• Compito da svolgere:
Prosegui il resoconto del concerto di Adam Bomb al Monsters A-Live di Prato a partire dalla sua ultima frase.

• Testo di partenza:

-*-

ADAM BOMB @Monsters A-Live, Prato – 03.10.2025
Foto di Marco Belardi
Sul finire degli anni Novanta la città di Prato brulicava di locali che passavano musica metal o ospitavano concerti metal. O entrambe le cose. Come tutte le belle cose, anche quella che vi ho appena descritto è una storiella che ha avuto un suo inizio, uno sviluppo e una fine. Non appena sento che c’è un locale metal a Prato, però, è un po’ come tornare a quegli anni di Siddharta e Keller Platz, Vecchia Guardia e Cencio’s, e, appena più in periferia, ma pur sempre in sua provincia, Back Doors.
Conoscevo il Monsters A-Live solamente di fama, e sapevo che era piccolo e dalle parti di Galceti. Di Adam Bomb avevo invece perso le tracce più o meno nei primi anni Duemila, quando ricevetti due o tre promo di sue uscite discografiche e li spedii a un certo Roberto Villani, il recensore di MetalManiacs incaricato di seguire i guitar hero, il prog e l’AOR, o più in generale, incaricato di scrivere di tutto ciò di cui non avevo la benché minima voglia di scrivere io. Per quel che mi riguardava, Adam Bomb, vent’anni dopo l’ultimo contatto visivo, poteva ora trovarsi in una lussureggiante villa con sterminato giardino nei sobborghi di Seattle, a ridere di quando i Kiss lo scartarono al provino con una piñacolada sul materassino e più escort a bordo piscina che fili d’erba per terra, oppure a rovistare nei cassonetti alla ricerca di qualche buccia di banana da leccare per assumere un briciolo di proteine. Nessuna delle due: ha superato la sessantina, gira con un barboncino bianco e fino a qualche tempo fa superava di gran lunga le duecento date dal vivo all’anno. Senza più pubblicare un disco, tanto poi il Belardi li dirotta tutti ad altra gente.
Ho stimato che all’interno del locale potessero essere ospitate un centinaio di persone, ma l’ho subito trovato molto accogliente, alla maniera del vecchio Circus di Scandicci ma con un bel banco bar. Reduce da una settimana di febbre, che ancora avevo, ho subito attaccato a bere birra e ci hanno intimato di uscire perché il soundcheck doveva essere ultimato: una volta in macchina Adam Bomb è apparso a pochi metri dalla mia Ford, con al guinzaglio quel riccioluto cane bianco che apparirà in ogni angolo del locale per tutta quanta la serata. Tu immagini uno che ha collaborato con Eddie Van Halen e Geoff Tate e poi vedi questo, e non ridimensioni l’hard rock, ridimensioni il mondo. Non pensi più nemmeno alla bolletta da centocinquanta euro che è appena arrivata, perché probabilmente non esiste affatto.

-*-

• Materiale di riferimento:
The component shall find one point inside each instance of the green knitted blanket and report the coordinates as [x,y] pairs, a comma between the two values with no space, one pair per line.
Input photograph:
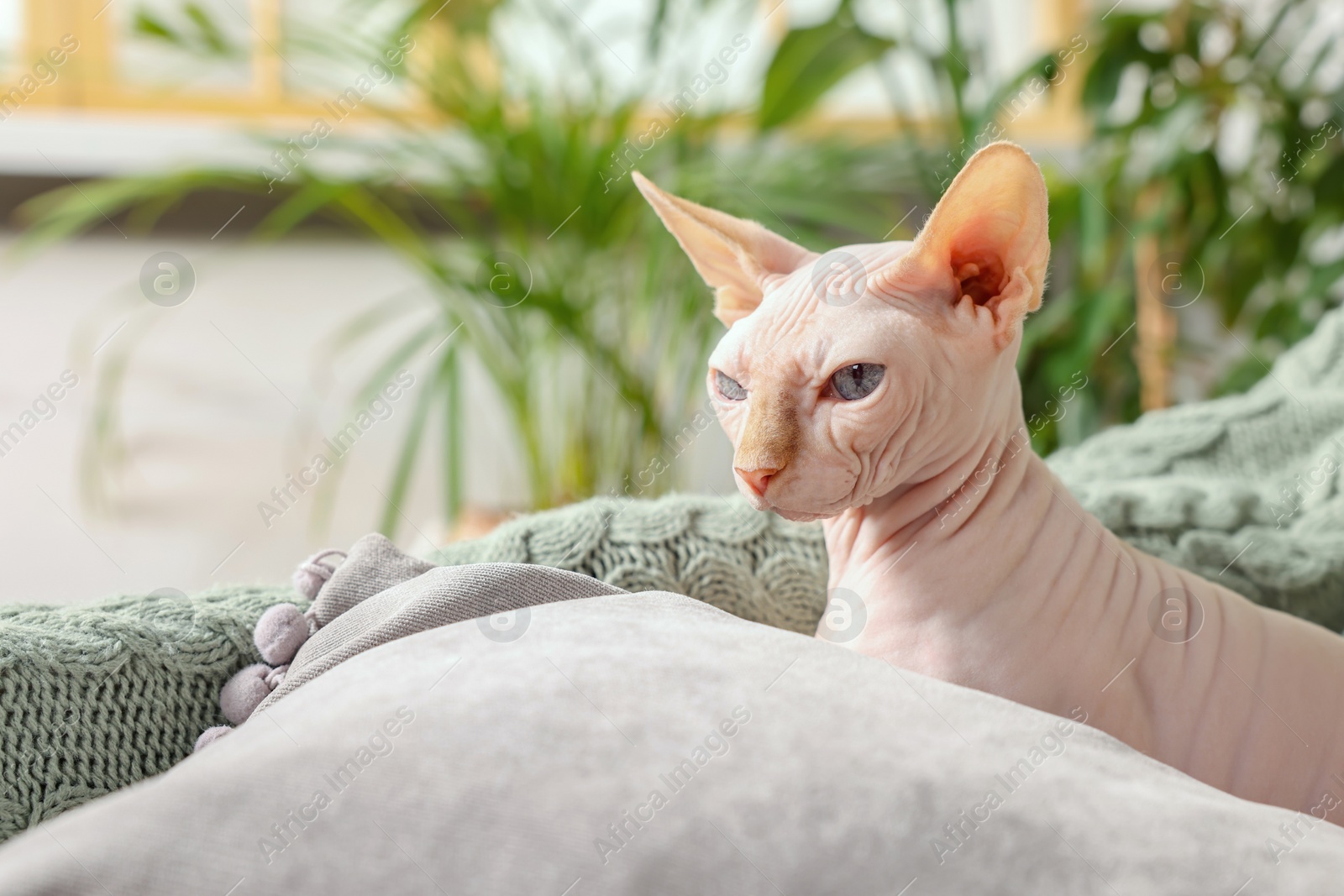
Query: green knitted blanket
[1245,490]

-*-

• Svolgimento:
Il primo gruppo erano gli HELLBLADE, pistoiesi. Un heavy metal con frequenti bordate speed metal che mi ha colpito per i riff e per la forma, un po’ meno per il carisma e la riuscita generale dei pezzi. Tenuta sul palco buona da parte del cantante, in inusuale felpa con cappuccio. Ma chi sono io per dire una cosa del genere, che vado da dieci anni ai concerti metal vestito in maniere che non c’entrano niente: ieri avevo una giacca da alpinismo. Da alpinismo.
I JOLLY ROX sono uno di quei gruppi di cui finisci per sentire parlare per forza. E quindi sei curioso e devi capire se è un’inculata o se ne vale la pena davvero. Ho visto le loro magliette ai concerti; le storie su Instagram apparse sui profili di gente che mai avresti collegato a loro; l’amica fotografa che “li devi vedere assolutamente”. Sono uno scettico per natura, ma un paio di videoclip mi avevano indirizzato nella direzione di crederci e non in quella esattamente opposta. Lo scorso anno, se non vado errando, ero stato vicinissimo a vederli al Borderline a Pisa, ma poi per qualche motivo non andai.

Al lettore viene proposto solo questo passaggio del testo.